Task goal:
Take the line that has "Tag the yellow" and all the lines that come after it in the records, and write them out again exactly. Add no other line.

····················

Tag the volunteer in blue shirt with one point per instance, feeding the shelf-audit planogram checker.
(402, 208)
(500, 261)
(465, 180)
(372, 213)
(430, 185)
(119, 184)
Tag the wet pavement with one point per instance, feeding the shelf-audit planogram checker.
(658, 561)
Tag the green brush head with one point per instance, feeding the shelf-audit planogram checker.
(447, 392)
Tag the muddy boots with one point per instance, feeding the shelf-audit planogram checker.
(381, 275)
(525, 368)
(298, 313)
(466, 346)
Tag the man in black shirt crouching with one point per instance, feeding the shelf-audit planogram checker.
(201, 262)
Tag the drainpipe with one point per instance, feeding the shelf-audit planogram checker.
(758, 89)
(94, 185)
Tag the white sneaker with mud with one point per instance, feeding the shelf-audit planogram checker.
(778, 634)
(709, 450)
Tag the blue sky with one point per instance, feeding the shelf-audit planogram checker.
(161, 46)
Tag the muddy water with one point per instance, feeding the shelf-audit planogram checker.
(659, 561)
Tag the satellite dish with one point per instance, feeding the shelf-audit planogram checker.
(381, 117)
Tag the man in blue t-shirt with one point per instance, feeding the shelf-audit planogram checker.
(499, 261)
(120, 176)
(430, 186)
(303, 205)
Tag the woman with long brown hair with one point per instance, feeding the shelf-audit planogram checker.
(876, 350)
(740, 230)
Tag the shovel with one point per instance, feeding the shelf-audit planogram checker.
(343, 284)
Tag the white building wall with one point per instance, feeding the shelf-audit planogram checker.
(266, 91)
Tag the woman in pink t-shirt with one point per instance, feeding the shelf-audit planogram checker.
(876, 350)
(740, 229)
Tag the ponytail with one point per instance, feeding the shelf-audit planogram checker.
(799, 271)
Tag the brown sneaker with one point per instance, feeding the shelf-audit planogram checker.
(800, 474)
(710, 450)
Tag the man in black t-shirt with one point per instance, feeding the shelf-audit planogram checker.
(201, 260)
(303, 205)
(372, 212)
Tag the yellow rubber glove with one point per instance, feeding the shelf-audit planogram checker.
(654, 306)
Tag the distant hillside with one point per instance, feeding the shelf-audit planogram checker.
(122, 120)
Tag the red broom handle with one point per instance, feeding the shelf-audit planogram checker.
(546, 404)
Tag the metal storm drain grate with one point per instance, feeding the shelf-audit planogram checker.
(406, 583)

····················

Exercise result:
Tag the yellow rubber glove with one point per instance, feeding the shelf-audit planogram checker.
(654, 306)
Tag the distant hillside with one point per instance, feeding the shelf-audit planogram checker.
(122, 120)
Tag the red broom handle with one point per instance, feeding the shelf-audit planogram checker.
(546, 404)
Tag the metal storm drain grate with one point per instance, feeding the shelf-audit planogram checker.
(406, 583)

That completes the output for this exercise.